◆ **DATA FOR THIS EXERCISE**
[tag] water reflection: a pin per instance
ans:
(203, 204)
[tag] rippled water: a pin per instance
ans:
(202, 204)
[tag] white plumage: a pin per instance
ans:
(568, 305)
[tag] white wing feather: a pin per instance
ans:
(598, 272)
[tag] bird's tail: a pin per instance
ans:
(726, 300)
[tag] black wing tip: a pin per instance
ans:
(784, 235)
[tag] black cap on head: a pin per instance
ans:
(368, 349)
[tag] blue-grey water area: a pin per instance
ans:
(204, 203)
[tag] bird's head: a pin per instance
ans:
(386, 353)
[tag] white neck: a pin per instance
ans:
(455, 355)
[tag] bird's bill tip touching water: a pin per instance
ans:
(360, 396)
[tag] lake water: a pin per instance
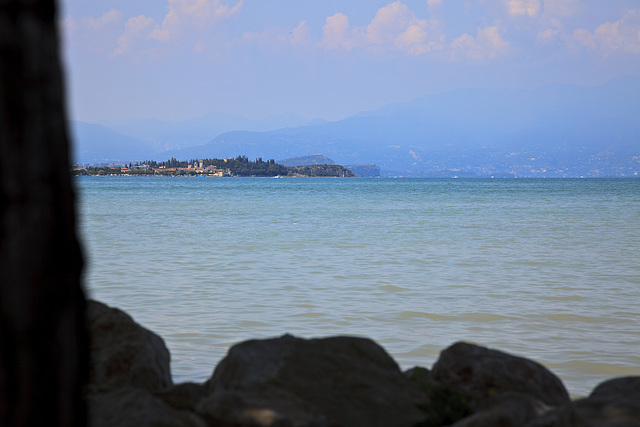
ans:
(547, 269)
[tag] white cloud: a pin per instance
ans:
(551, 31)
(336, 33)
(186, 15)
(394, 27)
(301, 35)
(562, 8)
(110, 18)
(488, 44)
(524, 7)
(613, 37)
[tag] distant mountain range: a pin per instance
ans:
(554, 131)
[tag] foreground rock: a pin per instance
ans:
(613, 403)
(339, 381)
(130, 375)
(123, 353)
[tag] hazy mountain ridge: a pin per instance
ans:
(556, 130)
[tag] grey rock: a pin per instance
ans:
(482, 375)
(185, 396)
(337, 381)
(123, 353)
(622, 388)
(134, 407)
(613, 403)
(511, 410)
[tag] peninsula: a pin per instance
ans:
(232, 167)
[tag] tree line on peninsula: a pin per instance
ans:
(240, 166)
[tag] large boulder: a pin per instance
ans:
(613, 403)
(622, 388)
(337, 381)
(123, 353)
(482, 375)
(134, 407)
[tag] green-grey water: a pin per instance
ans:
(545, 269)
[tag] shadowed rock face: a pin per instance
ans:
(123, 353)
(43, 358)
(131, 378)
(338, 381)
(483, 374)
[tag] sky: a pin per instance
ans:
(181, 59)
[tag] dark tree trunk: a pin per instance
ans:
(43, 343)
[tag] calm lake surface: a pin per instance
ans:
(547, 269)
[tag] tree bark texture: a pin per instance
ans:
(43, 341)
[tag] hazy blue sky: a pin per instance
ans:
(178, 59)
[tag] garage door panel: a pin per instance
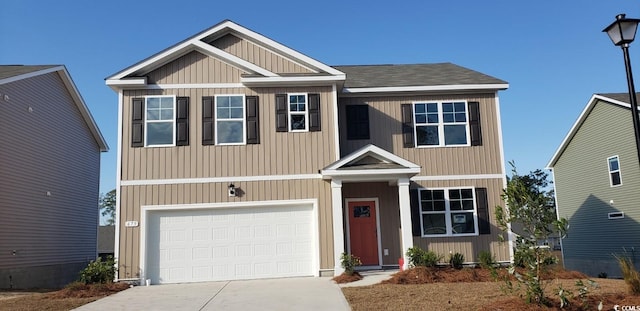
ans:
(233, 243)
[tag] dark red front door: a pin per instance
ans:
(363, 232)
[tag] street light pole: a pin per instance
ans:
(622, 32)
(632, 97)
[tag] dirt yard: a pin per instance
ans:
(70, 297)
(476, 289)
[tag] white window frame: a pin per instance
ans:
(441, 124)
(146, 122)
(447, 213)
(244, 119)
(611, 172)
(292, 113)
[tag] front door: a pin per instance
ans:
(363, 231)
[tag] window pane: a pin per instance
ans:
(166, 114)
(235, 101)
(433, 107)
(434, 224)
(455, 134)
(223, 101)
(466, 193)
(153, 114)
(160, 133)
(613, 164)
(297, 122)
(427, 135)
(230, 132)
(462, 223)
(615, 178)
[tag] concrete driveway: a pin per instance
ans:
(310, 293)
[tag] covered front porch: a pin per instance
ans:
(371, 206)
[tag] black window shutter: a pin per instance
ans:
(474, 124)
(484, 224)
(137, 122)
(208, 123)
(357, 122)
(314, 112)
(182, 121)
(407, 125)
(415, 213)
(282, 117)
(253, 124)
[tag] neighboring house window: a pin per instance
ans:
(357, 122)
(230, 119)
(614, 171)
(448, 212)
(441, 124)
(160, 121)
(299, 112)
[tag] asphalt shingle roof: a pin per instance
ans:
(365, 76)
(8, 71)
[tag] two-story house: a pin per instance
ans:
(241, 158)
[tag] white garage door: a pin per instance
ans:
(229, 244)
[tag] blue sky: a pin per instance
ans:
(553, 53)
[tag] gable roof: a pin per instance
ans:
(370, 163)
(132, 75)
(410, 77)
(617, 99)
(11, 73)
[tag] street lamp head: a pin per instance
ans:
(623, 30)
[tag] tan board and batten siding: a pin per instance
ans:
(47, 148)
(584, 193)
(258, 55)
(386, 132)
(277, 154)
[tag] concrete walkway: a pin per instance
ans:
(310, 293)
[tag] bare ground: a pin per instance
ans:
(476, 289)
(70, 297)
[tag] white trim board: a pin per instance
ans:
(144, 182)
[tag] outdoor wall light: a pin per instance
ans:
(622, 32)
(232, 190)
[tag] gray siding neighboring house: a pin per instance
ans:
(603, 217)
(49, 178)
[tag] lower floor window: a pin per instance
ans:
(448, 212)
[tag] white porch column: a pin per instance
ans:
(338, 232)
(405, 218)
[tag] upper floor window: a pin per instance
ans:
(160, 121)
(441, 124)
(357, 122)
(230, 119)
(448, 212)
(298, 112)
(614, 171)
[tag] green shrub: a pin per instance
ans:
(456, 260)
(98, 271)
(630, 274)
(349, 263)
(486, 260)
(420, 257)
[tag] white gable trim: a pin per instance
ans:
(243, 64)
(375, 152)
(196, 42)
(585, 112)
(425, 88)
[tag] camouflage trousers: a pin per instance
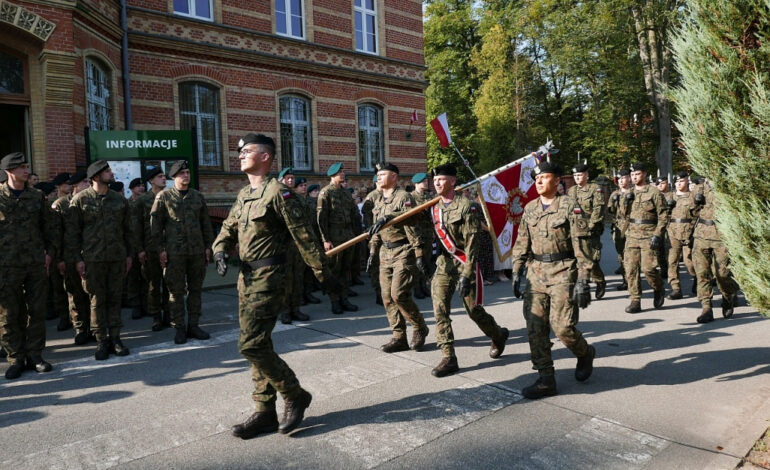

◆ **TO BE DONE**
Count the lines of the entries that contain the word "bird", with case counting. Reply with the number alone.

◆ **RESPONSE TO THIS EXERCISE**
3